Rewrite the material below, replacing every "evenodd" with "nonzero" and changing nothing else. Leave out the pictures.

AVAILABLE DATA:
#####

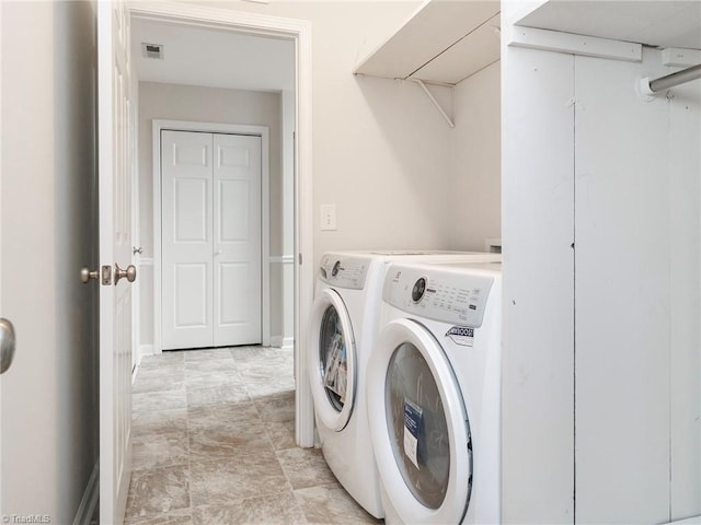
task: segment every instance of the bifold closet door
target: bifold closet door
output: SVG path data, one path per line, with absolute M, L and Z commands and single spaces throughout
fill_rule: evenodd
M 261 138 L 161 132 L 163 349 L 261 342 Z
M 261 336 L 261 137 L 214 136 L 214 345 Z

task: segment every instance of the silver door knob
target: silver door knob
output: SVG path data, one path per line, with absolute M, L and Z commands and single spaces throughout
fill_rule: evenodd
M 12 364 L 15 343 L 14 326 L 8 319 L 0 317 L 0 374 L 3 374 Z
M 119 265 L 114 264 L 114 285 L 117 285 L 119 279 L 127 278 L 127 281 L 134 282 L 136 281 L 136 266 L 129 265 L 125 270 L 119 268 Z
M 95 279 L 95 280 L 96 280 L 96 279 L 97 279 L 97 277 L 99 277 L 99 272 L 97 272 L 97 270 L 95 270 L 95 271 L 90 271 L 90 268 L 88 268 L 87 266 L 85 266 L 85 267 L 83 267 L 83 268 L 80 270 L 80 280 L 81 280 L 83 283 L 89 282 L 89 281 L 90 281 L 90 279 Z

#####

THE SOLUTION:
task: segment every instance of the bifold closet door
target: bifold closet door
output: SVG path data, one path per line, with absolute M, L and Z commands and single spaces throughout
fill_rule: nonzero
M 261 138 L 161 132 L 163 349 L 261 342 Z
M 261 336 L 261 137 L 214 136 L 214 345 Z

task: segment every instance of the silver door knob
target: silver door knob
output: SVG path data, one path per line, with absolute M, L and Z commands and single spaces throughout
fill_rule: nonzero
M 12 364 L 15 343 L 14 326 L 8 319 L 0 317 L 0 374 L 3 374 Z
M 119 265 L 114 264 L 114 285 L 117 285 L 119 279 L 127 278 L 127 281 L 134 282 L 136 281 L 136 266 L 129 265 L 125 270 L 119 268 Z
M 95 279 L 95 280 L 96 280 L 96 279 L 97 279 L 97 277 L 99 277 L 99 272 L 97 272 L 97 270 L 95 270 L 95 271 L 90 271 L 90 268 L 88 268 L 87 266 L 85 266 L 85 267 L 83 267 L 83 268 L 80 270 L 80 280 L 81 280 L 83 283 L 89 282 L 89 281 L 90 281 L 90 279 Z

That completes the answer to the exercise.